YOUR GOAL ->
Rewrite the records below, substituting "fake maple leaf" for every instance of "artificial maple leaf" and changing nothing else. Leave out the pictures.

[begin GIVEN DATA]

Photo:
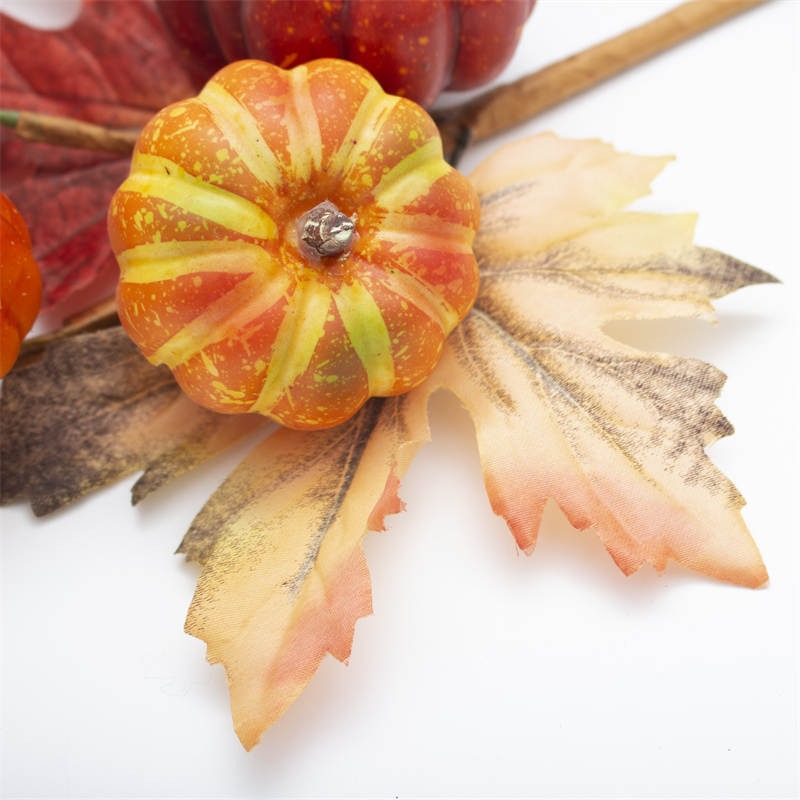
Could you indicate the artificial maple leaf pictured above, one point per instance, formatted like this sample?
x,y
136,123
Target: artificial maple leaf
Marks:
x,y
561,410
114,66
95,410
295,510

[end GIVEN DATA]

RIGHT ANSWER ->
Photo:
Could you indicate the fake maple leaf pictured above, one point per instance, formatted like this sample?
x,y
136,123
Target: fake maple leaf
Marks:
x,y
561,410
114,66
95,410
295,510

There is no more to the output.